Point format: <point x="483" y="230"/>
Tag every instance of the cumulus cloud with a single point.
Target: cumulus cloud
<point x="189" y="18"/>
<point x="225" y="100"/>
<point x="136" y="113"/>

[EXERCISE DIRECTIONS] Copy the entire listing, keeping each line exactly as it is.

[RESPONSE BOX]
Point format: <point x="483" y="230"/>
Tag every instance of the cumulus cloud with a single point.
Target: cumulus cloud
<point x="189" y="18"/>
<point x="225" y="100"/>
<point x="136" y="113"/>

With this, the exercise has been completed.